→ **Directive**
Reproduce every line of the material, starting with the line containing "Indicate a point on each instance of the large" and running through its end. Shift each coordinate in the answers by adding 31 to every number.

→ **Given data**
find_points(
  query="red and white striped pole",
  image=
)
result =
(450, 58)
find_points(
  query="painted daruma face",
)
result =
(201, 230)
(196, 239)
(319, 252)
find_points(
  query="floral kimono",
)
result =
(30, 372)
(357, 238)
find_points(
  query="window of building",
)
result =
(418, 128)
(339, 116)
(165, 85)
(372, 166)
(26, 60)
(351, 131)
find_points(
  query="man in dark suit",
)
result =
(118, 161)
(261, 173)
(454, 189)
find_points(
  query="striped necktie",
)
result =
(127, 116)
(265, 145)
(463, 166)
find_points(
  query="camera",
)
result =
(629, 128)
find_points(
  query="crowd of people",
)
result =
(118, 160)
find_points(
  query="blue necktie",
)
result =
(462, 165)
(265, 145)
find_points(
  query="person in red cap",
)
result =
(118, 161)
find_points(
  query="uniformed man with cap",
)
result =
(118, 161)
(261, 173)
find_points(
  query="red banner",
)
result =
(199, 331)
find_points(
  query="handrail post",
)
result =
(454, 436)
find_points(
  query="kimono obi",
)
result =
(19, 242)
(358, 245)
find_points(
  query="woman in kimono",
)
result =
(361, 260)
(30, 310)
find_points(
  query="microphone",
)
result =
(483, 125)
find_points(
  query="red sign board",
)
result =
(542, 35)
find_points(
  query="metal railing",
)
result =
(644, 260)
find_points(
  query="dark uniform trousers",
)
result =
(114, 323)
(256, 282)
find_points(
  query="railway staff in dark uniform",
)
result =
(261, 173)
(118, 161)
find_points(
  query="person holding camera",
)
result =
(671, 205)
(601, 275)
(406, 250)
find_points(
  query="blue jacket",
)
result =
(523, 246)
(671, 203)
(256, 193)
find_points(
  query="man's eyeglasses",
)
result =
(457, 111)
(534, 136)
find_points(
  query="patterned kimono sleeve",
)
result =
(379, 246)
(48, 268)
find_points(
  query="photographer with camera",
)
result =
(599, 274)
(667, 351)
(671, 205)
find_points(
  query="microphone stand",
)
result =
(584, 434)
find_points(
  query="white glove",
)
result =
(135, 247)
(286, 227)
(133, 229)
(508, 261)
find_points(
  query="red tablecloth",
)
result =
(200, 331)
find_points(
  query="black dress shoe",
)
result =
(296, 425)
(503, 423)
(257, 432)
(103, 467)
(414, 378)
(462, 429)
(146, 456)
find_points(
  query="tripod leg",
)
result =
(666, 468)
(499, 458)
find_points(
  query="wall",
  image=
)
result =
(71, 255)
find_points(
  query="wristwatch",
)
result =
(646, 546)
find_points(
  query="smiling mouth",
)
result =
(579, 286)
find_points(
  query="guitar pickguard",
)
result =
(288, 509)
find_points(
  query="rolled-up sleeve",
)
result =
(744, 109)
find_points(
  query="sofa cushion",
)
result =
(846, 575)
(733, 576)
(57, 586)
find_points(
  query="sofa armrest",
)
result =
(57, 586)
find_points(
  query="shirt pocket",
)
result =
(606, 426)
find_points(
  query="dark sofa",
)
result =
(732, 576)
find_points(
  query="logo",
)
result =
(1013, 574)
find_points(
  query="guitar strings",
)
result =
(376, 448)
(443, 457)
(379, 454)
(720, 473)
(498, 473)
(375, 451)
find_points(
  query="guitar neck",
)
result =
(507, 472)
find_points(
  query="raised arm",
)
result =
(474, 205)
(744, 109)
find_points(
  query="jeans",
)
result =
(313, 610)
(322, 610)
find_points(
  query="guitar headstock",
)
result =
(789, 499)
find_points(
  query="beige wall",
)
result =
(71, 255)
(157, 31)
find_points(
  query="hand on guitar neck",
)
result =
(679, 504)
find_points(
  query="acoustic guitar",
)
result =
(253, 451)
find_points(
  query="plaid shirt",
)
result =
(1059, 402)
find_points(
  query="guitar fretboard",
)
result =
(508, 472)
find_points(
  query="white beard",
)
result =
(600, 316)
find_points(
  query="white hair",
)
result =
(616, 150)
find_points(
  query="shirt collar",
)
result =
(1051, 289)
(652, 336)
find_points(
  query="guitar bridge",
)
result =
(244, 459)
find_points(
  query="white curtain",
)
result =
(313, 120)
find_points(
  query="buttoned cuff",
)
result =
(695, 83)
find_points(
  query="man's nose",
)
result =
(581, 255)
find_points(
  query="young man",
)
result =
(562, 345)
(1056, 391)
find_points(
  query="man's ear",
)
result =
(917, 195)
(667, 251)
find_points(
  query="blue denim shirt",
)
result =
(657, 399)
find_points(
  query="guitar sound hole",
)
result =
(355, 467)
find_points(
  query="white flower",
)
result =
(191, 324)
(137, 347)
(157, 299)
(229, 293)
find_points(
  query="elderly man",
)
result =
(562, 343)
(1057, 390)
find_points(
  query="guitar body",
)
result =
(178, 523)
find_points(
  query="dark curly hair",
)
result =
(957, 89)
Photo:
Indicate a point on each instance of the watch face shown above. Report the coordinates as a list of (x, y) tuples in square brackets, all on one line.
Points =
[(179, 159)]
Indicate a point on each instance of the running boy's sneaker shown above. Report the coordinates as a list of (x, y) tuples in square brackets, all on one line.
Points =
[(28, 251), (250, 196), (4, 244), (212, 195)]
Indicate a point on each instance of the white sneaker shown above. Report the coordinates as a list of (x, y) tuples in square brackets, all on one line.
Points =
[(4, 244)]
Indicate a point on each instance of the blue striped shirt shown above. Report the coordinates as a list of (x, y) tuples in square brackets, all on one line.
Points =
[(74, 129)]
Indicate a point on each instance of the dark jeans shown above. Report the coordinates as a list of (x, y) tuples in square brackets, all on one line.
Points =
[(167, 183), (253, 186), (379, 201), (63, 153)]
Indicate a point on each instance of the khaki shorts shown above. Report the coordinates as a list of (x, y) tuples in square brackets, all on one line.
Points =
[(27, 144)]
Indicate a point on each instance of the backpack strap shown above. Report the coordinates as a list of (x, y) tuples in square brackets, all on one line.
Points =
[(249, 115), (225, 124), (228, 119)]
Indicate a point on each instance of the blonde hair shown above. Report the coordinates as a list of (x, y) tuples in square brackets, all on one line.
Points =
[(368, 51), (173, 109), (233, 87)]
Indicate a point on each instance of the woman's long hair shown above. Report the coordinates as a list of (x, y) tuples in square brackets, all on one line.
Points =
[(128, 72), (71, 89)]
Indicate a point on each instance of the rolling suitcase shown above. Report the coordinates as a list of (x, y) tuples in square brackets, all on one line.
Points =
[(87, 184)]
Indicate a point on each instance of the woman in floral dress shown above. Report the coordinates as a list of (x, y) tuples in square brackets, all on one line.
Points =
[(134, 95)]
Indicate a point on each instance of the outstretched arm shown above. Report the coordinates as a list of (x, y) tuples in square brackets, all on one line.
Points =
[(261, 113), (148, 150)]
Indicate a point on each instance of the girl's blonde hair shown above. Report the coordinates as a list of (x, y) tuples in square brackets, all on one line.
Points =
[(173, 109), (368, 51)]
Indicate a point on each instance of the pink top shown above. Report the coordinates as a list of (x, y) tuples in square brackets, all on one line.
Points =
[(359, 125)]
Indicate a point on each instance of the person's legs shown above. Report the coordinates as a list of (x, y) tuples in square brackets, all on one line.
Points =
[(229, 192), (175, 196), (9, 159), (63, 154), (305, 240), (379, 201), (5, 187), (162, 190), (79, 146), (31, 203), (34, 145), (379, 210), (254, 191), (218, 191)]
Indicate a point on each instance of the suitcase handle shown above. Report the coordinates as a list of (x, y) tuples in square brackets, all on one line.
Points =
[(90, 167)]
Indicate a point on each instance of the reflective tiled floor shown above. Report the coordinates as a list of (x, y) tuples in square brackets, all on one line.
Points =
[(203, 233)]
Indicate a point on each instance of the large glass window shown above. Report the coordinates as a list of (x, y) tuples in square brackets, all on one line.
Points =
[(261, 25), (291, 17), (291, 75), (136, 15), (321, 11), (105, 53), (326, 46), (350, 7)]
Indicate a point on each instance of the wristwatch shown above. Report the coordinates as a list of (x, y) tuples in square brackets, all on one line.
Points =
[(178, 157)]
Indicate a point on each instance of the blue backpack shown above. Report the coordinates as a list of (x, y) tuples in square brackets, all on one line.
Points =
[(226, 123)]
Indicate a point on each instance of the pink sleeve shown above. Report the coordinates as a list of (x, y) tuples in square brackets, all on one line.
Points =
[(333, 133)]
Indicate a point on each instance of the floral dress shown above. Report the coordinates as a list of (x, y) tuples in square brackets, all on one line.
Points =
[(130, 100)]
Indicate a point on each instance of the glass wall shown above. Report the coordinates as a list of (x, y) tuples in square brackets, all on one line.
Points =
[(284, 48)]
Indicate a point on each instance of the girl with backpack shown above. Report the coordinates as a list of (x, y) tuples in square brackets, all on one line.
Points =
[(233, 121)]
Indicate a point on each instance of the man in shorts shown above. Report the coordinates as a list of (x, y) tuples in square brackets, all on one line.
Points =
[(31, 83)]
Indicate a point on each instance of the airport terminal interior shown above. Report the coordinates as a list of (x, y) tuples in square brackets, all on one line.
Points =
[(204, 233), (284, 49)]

→ **Correct result**
Indicate a point on each instance of the large glass window shown above. Report the coordinates as a list of (x, y) tuples in square brackets, all on one line.
Points =
[(292, 56), (322, 48), (322, 106), (167, 46), (352, 42), (136, 84), (357, 77), (381, 38)]
Indicate a point on each instance of the wristwatch shown above. Report the coordinates as a list of (x, y) tuples in square brackets, all on one line.
Points =
[(209, 188)]
Indicate a point on each instance of the blue backpack shown above. Report the coordinates as a list of (x, y) tuples in square brackets, all on one line.
Points =
[(257, 154)]
Indicate a point on each instance of the pink sleeve shown above. Report the coordinates as a list of (x, y) tuples in square brackets, all on one line.
Points =
[(364, 164)]
Indicate a point on each instance of the floral dress shown above. Report the coordinates as a list of (x, y) tuples in square brackets, all on one line.
Points =
[(161, 131)]
Indicate a point on each instance of the glass wall shown above. Report the coordinates as a list of (x, y) tuples in square brackets, all on one line.
Points =
[(315, 79)]
Indicate a point on each instance of the girl with backpack shown above. Report the coordinates as a list of (x, y) tuples in square brackets, all on one line.
Points =
[(264, 152)]
Indicate a point on each instance of the man in shorts shown above. Report the coordinates as a list of (x, y) tuples in square brackets, all on one line.
Points =
[(62, 114)]
Indicate a point on each instance of the airport terminal interior shown above. Report the coordinates as a list of (x, y) tuples in square brackets, all on one line.
Points =
[(235, 264), (315, 80)]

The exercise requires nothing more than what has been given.